■ **QUOTED PASSAGE**:
* start *
By Alex Dixon November 2016 Chain Restaurants

Much of 2016 for the restaurant sector has been categorized by declining sales and traffic. For chain restaurants—and particularly the casual dining segment—the effect has been most pronounced, with brands shuttering stores and laying off employees as sales continue to drop.

“When we look at it by brand, you can see that the percentage of brands that are positive is shrinking,” says Victor Fernandez, executive director of insights at industry tracker TDn2K. “So it’s not just the one or two big players that are moving it one way or the other. For casual dining, only 34 percent of brands had positive comparable [restaurant] sales in quarter three.”

The sector has experienced eight consecutive months of declining sales—with only February showing positive sales growth—and traffic growth has trended down at an increasing rate since the beginning of 2015, according to TDn2K, which measures data based on weekly sales from nearly 26,000 restaurant units and 130-plus brands representing $65 billion in annual revenue. Year-to-date traffic growth has fallen by 3 percent, which Fernandez categorizes as a “troubling scenario” when compared to the drop of 0.8 percent for all of 2015.

“When you think about from recession until now, it’s all been negative traffic growth every year,” he says. “It’s less and less guest occasions than what we had the previous year, so that’s the main concern for the chain restaurant industry.”

While negative sales have been attributed to everything from poor weather to the presidential election, consumer preference for convenience may be negatively impacting the casual dining sector.

“Quick service has been doing much better, and it has been doing much better for the last year or two. They’re able to drive some positive [comparable restaurant] numbers for both sales and traffic, so they’re in a much better spot,” Fernandez says. “Full-service has been struggling a bit more, and within that, casual dining is really the sub-segment that is struggling the most. If you drill down a little bit more, it’s the bar and grill sector that’s really having the most trouble.”

Quick-service restaurants were the top performer based on same-store sales in the third quarter with a growth of 2.2 percent, and have posted the highest total sales growth during the first half of this year, at a rate of 4.7 percent.

Upscale casual dining and fine dining have also shown positive same-store sales growth during 2016. Fernandez says that this suggests consumers are favoring chain restaurants for inexpensive, convenience-driven and on-the-go dining, and, at the other end of the spectrum, experience-based dining is also strong for chains. 

But it’s mid-scale spending where brands are having the most trouble.

“[Quick-service] restaurants are eating these sit-down restaurants’ lunch, all across the board I think,” says restaurant franchise attorney Harold Kestenbaum. “I think they are for a number of reasons ... the price points are lower, the food quality happens to be better at a lot of these places, and people don’t want to sit, wait, and get served, and sometimes get bad service.”

Some of the largest brands in casual dining have exhibited the effects of a struggling segment. Ruby Tuesday has seen its revenue fall by 8.2 percent since its first fiscal quarter of 2016, and closed 109 restaurants. At Applebee’s, same-restaurant sales are down 4.4 percent for the first nine months of fiscal year 2016, and fell 5.2 percent in the latest quarter. Chili’s company owned same-restaurant sales fell 2.6 percent for its 2016 fiscal year, and traffic dropped by 3.7 percent.

But some chains have seemed impervious to this overall trend, managing to draw customers in and continue sales growth.

Olive Garden’s same-restaurant sales increased 3.1 percent throughout 2016, and The Cheesecake Factory has experienced 27 consecutive quarters of positive comparable sales.
* end *
■ **DATA EXCERPTS**:
* start *
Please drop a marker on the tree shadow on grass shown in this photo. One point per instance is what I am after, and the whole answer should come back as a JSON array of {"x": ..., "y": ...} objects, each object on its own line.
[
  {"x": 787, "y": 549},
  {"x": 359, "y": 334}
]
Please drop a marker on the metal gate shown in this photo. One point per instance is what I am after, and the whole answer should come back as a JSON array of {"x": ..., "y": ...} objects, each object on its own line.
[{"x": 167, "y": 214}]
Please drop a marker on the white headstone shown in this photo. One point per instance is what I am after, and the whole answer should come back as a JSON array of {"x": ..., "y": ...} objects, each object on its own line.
* end *
Could you write out the restaurant sales article from "Some of the" up to and including "continue sales growth.", swapping "closed" for "shut down"? Nothing in the records is needed here.

Some of the largest brands in casual dining have exhibited the effects of a struggling segment. Ruby Tuesday has seen its revenue fall by 8.2 percent since its first fiscal quarter of 2016, and shut down 109 restaurants. At Applebee’s, same-restaurant sales are down 4.4 percent for the first nine months of fiscal year 2016, and fell 5.2 percent in the latest quarter. Chili’s company owned same-restaurant sales fell 2.6 percent for its 2016 fiscal year, and traffic dropped by 3.7 percent.

But some chains have seemed impervious to this overall trend, managing to draw customers in and continue sales growth.